━━ Data shown ━━

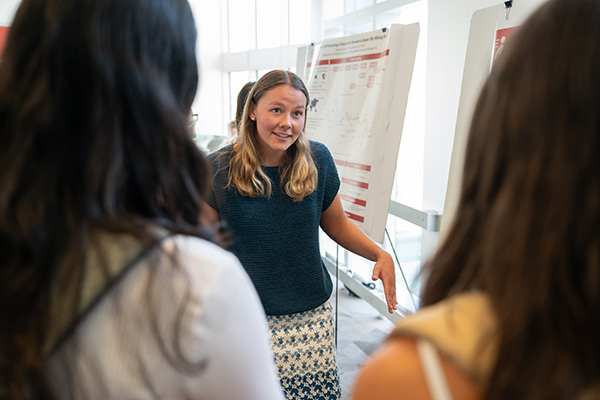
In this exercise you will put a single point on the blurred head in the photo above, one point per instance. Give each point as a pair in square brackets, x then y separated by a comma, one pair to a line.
[275, 86]
[526, 229]
[97, 94]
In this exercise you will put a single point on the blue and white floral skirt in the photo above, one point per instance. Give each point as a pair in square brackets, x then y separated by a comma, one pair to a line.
[304, 350]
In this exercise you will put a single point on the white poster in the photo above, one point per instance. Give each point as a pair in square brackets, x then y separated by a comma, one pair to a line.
[359, 88]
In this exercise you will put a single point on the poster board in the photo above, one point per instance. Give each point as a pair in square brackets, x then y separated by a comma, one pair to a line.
[488, 26]
[359, 87]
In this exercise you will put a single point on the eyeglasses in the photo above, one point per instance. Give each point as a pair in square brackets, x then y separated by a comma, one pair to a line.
[193, 119]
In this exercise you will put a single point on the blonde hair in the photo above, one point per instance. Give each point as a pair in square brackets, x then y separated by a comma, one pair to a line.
[298, 171]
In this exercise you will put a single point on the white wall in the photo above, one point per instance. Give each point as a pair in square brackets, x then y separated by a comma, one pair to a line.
[209, 103]
[7, 10]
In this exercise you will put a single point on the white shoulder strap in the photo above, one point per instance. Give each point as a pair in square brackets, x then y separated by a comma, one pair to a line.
[432, 367]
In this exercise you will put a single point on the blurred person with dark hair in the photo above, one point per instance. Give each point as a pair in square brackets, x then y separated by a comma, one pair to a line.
[111, 286]
[511, 306]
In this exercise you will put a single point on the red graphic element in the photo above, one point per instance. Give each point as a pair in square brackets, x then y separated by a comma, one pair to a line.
[355, 217]
[353, 200]
[502, 36]
[3, 35]
[352, 182]
[350, 164]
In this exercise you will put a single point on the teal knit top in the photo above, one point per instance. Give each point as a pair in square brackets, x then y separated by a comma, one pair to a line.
[277, 239]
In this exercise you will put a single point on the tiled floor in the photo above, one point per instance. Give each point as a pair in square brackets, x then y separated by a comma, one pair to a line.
[361, 330]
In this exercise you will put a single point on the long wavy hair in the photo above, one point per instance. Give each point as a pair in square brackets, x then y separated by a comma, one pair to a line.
[298, 171]
[94, 103]
[526, 231]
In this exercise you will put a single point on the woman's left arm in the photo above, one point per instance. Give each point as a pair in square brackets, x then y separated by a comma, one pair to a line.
[344, 232]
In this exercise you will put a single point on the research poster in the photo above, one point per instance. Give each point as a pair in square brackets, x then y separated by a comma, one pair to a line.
[359, 87]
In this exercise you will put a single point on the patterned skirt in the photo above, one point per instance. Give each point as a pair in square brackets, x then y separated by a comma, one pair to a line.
[304, 350]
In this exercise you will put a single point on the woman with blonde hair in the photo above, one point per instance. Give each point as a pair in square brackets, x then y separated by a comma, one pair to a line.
[272, 189]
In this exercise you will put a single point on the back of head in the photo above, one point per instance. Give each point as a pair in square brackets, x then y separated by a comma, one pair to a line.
[94, 103]
[526, 230]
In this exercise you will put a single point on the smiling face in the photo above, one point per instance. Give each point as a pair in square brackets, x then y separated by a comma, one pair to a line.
[279, 115]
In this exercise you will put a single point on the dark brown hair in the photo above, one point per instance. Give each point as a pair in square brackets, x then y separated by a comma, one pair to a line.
[94, 103]
[526, 230]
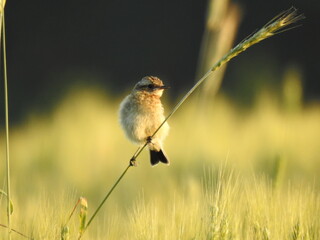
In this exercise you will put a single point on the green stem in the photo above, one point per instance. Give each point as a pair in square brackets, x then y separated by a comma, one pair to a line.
[105, 199]
[279, 23]
[6, 123]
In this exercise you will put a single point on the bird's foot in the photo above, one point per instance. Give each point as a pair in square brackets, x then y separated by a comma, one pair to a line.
[133, 162]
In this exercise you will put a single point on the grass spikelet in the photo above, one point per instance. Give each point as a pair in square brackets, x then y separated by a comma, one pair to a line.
[275, 26]
[83, 215]
[65, 233]
[11, 204]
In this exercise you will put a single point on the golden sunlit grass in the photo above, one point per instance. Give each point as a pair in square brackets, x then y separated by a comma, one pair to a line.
[79, 150]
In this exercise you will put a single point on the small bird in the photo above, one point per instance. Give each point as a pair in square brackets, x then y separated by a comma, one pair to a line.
[141, 113]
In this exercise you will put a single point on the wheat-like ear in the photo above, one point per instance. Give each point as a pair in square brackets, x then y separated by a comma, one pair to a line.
[276, 25]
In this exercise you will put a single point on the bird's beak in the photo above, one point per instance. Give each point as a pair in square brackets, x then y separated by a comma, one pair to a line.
[163, 87]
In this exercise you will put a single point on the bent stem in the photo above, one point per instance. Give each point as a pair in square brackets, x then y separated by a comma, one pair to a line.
[276, 25]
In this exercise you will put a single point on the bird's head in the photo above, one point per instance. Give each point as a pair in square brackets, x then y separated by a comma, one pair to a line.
[150, 85]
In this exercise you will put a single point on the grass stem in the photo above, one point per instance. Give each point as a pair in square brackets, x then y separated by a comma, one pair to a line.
[105, 199]
[5, 77]
[273, 27]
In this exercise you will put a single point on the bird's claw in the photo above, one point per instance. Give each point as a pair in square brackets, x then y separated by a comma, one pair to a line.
[133, 162]
[149, 139]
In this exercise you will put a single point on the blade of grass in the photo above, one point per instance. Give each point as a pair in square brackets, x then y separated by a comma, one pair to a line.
[273, 27]
[5, 77]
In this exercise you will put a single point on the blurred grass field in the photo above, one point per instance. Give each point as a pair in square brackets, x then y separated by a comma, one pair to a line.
[234, 174]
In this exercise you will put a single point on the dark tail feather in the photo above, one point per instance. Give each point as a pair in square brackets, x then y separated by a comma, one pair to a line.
[156, 157]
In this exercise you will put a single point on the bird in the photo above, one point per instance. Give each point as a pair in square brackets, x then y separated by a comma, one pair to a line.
[141, 113]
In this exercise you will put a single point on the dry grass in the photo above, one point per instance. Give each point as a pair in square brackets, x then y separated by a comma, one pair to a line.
[268, 187]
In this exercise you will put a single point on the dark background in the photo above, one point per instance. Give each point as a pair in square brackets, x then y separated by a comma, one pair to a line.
[51, 45]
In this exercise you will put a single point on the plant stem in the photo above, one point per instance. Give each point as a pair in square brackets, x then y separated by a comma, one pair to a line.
[273, 27]
[7, 124]
[105, 199]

━━━

• **Assignment**: Nothing but the lines from the one containing "the blurred grass" to the end of the records above should appear, each copied exactly.

• **Solution to this problem**:
In this exercise you will put a single point on the blurred grass field in the photo above, one point per instance. Give each point as a pair in square brackets, x then y separated by a comma, one pair to a line.
[234, 174]
In this exercise you will put a single point on the dark tail feather in the photo above, one point per instance. Give each point as a pair in square brackets, x then y separated by a comma, one pair to a line.
[156, 157]
In this exercise you will put a single point on the bird in the photo above, one point per instance. Give each point as a pair in square brackets, x then y separated by a comma, one pair to a line.
[141, 113]
In this exercise you will put a single point on the dry grass in the photo above, one point per instance. Give each point as a pair in square brackets, x then y separated by a comma, one pair to a line.
[268, 187]
In this exercise you will put a single point on the dark background in the photo above, one point per instance. Give each point as a pair in square brackets, x then y separated by a comma, one pair to a line.
[51, 45]
In this exercise you will put a single point on the plant stem in the photo above, one point per instance. Give each point as a pair in square brackets, x then y separated by a comma, one pair to a line.
[273, 27]
[7, 124]
[105, 199]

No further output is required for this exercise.